* _Detection examples_:

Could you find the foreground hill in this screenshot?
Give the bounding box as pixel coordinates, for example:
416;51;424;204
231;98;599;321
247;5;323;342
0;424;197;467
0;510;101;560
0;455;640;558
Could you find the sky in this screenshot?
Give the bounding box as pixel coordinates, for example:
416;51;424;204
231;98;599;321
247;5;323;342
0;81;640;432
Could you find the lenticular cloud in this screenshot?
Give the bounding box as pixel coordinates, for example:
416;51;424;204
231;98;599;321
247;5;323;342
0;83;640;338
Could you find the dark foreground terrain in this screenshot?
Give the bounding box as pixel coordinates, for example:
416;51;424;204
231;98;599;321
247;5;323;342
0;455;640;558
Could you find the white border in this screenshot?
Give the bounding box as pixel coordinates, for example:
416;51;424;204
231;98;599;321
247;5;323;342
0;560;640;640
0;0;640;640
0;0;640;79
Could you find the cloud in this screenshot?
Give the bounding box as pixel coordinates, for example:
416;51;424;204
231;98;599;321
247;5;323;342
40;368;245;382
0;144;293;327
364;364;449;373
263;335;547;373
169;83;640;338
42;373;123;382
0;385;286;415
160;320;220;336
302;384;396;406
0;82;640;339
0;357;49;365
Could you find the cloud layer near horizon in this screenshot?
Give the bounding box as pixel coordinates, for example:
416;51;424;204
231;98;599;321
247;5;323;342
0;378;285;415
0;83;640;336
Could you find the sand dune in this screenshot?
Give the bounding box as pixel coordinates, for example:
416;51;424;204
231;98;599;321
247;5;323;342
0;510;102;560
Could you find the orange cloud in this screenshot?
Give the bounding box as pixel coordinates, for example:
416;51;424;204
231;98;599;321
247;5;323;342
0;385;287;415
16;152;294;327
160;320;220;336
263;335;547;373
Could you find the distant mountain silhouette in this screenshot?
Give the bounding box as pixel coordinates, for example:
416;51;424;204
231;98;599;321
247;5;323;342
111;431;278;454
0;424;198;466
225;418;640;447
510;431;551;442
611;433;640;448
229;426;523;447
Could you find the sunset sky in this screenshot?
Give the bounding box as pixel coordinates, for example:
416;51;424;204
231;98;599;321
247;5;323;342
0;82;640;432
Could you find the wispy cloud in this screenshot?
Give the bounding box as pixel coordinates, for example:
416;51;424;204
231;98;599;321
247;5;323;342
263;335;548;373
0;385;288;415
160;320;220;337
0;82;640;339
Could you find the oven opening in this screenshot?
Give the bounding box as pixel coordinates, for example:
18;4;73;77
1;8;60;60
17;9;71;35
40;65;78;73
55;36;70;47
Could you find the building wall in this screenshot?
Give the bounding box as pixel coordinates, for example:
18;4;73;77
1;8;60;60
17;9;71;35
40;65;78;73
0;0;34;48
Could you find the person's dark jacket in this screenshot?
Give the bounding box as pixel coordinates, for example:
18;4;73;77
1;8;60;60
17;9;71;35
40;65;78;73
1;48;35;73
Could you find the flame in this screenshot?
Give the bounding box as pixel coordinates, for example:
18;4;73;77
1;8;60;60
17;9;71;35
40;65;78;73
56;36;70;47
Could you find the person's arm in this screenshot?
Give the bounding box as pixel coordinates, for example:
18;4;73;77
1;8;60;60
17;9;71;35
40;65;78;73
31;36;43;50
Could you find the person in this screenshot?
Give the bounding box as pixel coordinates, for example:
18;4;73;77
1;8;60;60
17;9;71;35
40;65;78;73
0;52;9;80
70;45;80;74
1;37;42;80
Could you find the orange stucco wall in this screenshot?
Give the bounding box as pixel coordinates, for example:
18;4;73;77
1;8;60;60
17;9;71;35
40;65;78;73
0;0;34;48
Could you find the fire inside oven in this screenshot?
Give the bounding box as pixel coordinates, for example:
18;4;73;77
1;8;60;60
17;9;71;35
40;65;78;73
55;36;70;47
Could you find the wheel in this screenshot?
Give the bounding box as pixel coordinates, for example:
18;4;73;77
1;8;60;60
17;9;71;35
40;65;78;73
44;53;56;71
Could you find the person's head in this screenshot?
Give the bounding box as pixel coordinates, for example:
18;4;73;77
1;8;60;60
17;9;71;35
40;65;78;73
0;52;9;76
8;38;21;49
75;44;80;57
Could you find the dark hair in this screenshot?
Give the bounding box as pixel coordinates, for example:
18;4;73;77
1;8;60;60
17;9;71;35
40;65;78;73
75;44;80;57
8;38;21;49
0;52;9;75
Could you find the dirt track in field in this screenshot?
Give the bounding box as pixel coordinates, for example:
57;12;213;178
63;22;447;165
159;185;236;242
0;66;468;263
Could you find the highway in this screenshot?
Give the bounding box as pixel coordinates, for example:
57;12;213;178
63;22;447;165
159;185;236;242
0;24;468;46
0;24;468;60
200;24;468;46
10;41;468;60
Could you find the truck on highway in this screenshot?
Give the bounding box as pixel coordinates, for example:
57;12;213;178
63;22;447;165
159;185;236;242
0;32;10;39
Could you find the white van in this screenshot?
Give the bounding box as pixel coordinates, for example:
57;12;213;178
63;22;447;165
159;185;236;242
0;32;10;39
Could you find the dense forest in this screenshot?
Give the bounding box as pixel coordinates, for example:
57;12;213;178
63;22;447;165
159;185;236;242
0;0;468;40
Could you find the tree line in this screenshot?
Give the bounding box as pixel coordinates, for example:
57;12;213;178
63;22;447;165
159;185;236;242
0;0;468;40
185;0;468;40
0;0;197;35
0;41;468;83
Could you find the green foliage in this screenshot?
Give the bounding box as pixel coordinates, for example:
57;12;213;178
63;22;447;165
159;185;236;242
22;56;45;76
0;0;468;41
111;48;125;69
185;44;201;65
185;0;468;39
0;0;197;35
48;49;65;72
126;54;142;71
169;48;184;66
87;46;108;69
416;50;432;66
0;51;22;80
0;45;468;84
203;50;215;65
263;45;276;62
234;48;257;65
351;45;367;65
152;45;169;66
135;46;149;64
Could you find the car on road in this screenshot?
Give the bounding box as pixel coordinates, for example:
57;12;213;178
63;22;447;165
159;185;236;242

* _Exercise prompt_: Rewrite all of the data above as a numbered list, leaving out any blank lines.

* _Correct answer_:
1. Could you find the foreground hill in this screenshot?
2. Give the bounding box as pixel coordinates, for example:
3. 416;51;424;204
4. 231;98;599;321
5. 247;5;323;342
6. 0;424;197;467
7. 0;510;101;560
8. 0;455;640;558
9. Could you find the sky in this screenshot?
10. Give the bounding box as pixel coordinates, for example:
11. 416;51;424;204
12. 231;98;599;321
13. 247;5;323;342
14. 0;81;640;432
15. Could you find the lenticular cloud in this screenshot?
16. Give the bounding box as pixel coordinates, for example:
17. 416;51;424;204
18. 231;98;599;321
19. 247;5;323;342
20. 0;83;640;338
21. Could you find the dark foreground terrain in this screenshot?
22. Give the bounding box as pixel coordinates, for example:
23. 416;51;424;204
24. 231;98;599;321
25. 247;5;323;342
26. 0;455;640;558
27. Could you find the white border in this screenshot?
28. Give the bounding box as pixel coordinates, for example:
29. 416;51;424;204
30. 231;98;599;321
31. 247;5;323;342
32. 0;560;640;640
33. 0;0;640;640
34. 0;0;640;79
35. Could you find the cloud in this screenshot?
36. Give the bounding box as pixel coordinates, for example:
37. 416;51;424;204
38. 231;98;599;321
39. 247;5;323;342
40. 40;368;245;382
41. 0;144;293;327
42. 364;364;449;373
43. 263;335;547;373
44. 169;83;640;338
45. 42;373;123;382
46. 0;385;286;415
47. 160;320;220;336
48. 302;384;396;406
49. 0;82;640;339
50. 0;357;49;365
51. Could you find the cloud layer near horizon in this screenshot?
52. Give the bounding box as pixel coordinates, for example:
53. 416;51;424;204
54. 231;98;599;321
55. 247;5;323;342
56. 0;378;285;415
57. 0;83;640;336
58. Could you find the sand dune in this screenshot?
59. Give the bounding box as pixel coordinates, for example:
60. 416;51;424;204
61. 231;98;599;321
62. 247;5;323;342
63. 0;510;102;560
64. Could you find the orange cloud in this screenshot?
65. Give the bounding box as pixel coordinates, for example:
66. 416;51;424;204
67. 231;98;599;321
68. 247;5;323;342
69. 0;385;287;415
70. 16;152;294;327
71. 160;320;220;336
72. 263;335;547;373
73. Could you find the distant mountain silhouette in this screenshot?
74. Give the bounding box as pixel coordinates, for example:
75. 416;51;424;204
76. 231;98;599;321
77. 247;5;323;342
78. 111;431;278;454
79. 0;424;198;466
80. 225;418;640;447
81. 510;431;551;442
82. 611;433;640;448
83. 229;426;523;447
84. Could you find the sunset sky in this screenshot?
85. Give the bounding box as pixel coordinates, for example:
86. 416;51;424;204
87. 231;98;599;321
88. 247;5;323;342
89. 0;82;640;432
90. Could you find the wispy cloud in this screenshot?
91. Give the bounding box as pixel coordinates, for example:
92. 416;51;424;204
93. 231;98;599;321
94. 247;5;323;342
95. 263;335;548;373
96. 0;385;288;415
97. 160;320;220;337
98. 0;82;640;339
99. Could you find the oven opening in this screenshot?
100. Give the bounding box as pixel coordinates, for example:
101. 18;4;73;77
102. 1;8;60;60
103. 17;9;71;35
104. 40;65;78;73
105. 55;36;70;47
106. Could you find the building wall in this screenshot?
107. Give the bounding box as pixel coordinates, for example:
108. 18;4;73;77
109. 1;8;60;60
110. 17;9;71;35
111. 40;65;78;73
112. 0;0;34;48
113. Could you find the person's dark jacket in this screenshot?
114. Give the bounding box as pixel coordinates, for example:
115. 18;4;73;77
116. 1;8;60;60
117. 17;9;71;35
118. 40;65;78;73
119. 1;48;35;73
120. Could you find the flame in this screenshot?
121. Give the bounding box as pixel coordinates, for example:
122. 18;4;73;77
123. 1;8;60;60
124. 17;9;71;35
125. 40;65;78;73
126. 56;36;70;47
127. Could you find the person's arm in this screenshot?
128. Give the bounding box as pixel coordinates, for example:
129. 18;4;73;77
130. 1;8;60;60
131. 17;9;71;35
132. 40;65;78;73
133. 31;36;43;50
134. Could you find the person in this screenshot?
135. Give the bounding box as pixel coordinates, for example:
136. 18;4;73;77
137. 1;8;60;60
138. 17;9;71;35
139. 40;65;78;73
140. 0;52;9;80
141. 70;45;80;74
142. 1;37;42;80
143. Could you find the orange stucco wall in this screenshot?
144. Give the bounding box as pixel coordinates, for example:
145. 18;4;73;77
146. 1;8;60;60
147. 17;9;71;35
148. 40;65;78;73
149. 0;0;34;48
150. Could you find the fire inside oven in this screenshot?
151. Give the bounding box as pixel coordinates, for example:
152. 18;4;73;77
153. 1;8;60;60
154. 17;9;71;35
155. 40;65;78;73
156. 55;36;70;47
157. Could you find the wheel in this screenshot?
158. Give the bounding box as pixel coordinates, for example:
159. 18;4;73;77
160. 1;8;60;60
161. 17;9;71;35
162. 40;65;78;73
163. 44;53;56;71
164. Could you find the person's head in this screenshot?
165. Give the bounding box as pixel coordinates, for example:
166. 18;4;73;77
167. 1;8;60;60
168. 17;9;71;35
169. 40;65;78;73
170. 0;52;9;76
171. 8;38;21;49
172. 75;44;80;57
173. Could you find the dark hair in this screenshot?
174. Give the bounding box as pixel coordinates, for example:
175. 18;4;73;77
176. 1;8;60;60
177. 17;9;71;35
178. 40;65;78;73
179. 75;44;80;57
180. 8;38;21;49
181. 0;52;9;75
182. Could you find the dirt track in field in this screenshot?
183. Give the bounding box as pixel coordinates, for example:
184. 57;12;213;178
185. 63;22;447;165
186. 159;185;236;242
187. 0;66;468;263
188. Could you find the highway in this screenshot?
189. Give the bounding box as pixel coordinates, for example:
190. 57;12;213;178
191. 63;22;447;165
192. 159;185;236;242
193. 0;24;468;46
194. 0;24;468;60
195. 200;24;468;46
196. 10;41;468;60
197. Could you find the truck on highway in this screenshot?
198. Give the bounding box as pixel coordinates, for example:
199. 57;12;213;178
200. 63;22;447;165
201. 159;185;236;242
202. 0;32;10;39
203. Could you find the white van in this screenshot?
204. Give the bounding box as pixel coordinates, for example:
205. 57;12;213;178
206. 63;22;447;165
207. 159;185;236;242
208. 0;32;10;39
209. Could you find the dense forest in this screenshot?
210. Give the bounding box as pixel coordinates, for example:
211. 57;12;213;178
212. 63;22;447;165
213. 159;185;236;242
214. 0;0;468;40
215. Could you find the tree line in this screenshot?
216. Give the bounding box as pixel coordinates, for example:
217. 57;12;213;178
218. 63;22;447;165
219. 159;185;236;242
220. 0;0;468;40
221. 185;0;468;40
222. 0;0;197;35
223. 0;41;468;83
224. Could you find the green foliage in this screenshot?
225. Give the bounding box as pixel coordinates, for example:
226. 57;12;213;178
227. 63;22;447;165
228. 159;185;236;242
229. 22;56;45;76
230. 0;0;468;41
231. 111;48;125;69
232. 185;44;201;65
233. 185;0;468;39
234. 0;0;197;35
235. 48;49;65;72
236. 126;54;142;71
237. 169;48;184;66
238. 87;46;108;69
239. 416;50;432;66
240. 0;51;22;80
241. 0;45;468;84
242. 203;50;215;65
243. 263;45;276;62
244. 234;48;257;65
245. 351;45;367;65
246. 152;45;169;66
247. 135;46;149;64
248. Could you find the car on road in this screenshot?
249. Give the bounding box as pixel coordinates, for example:
250. 57;12;213;178
251. 63;22;447;165
252. 159;185;236;242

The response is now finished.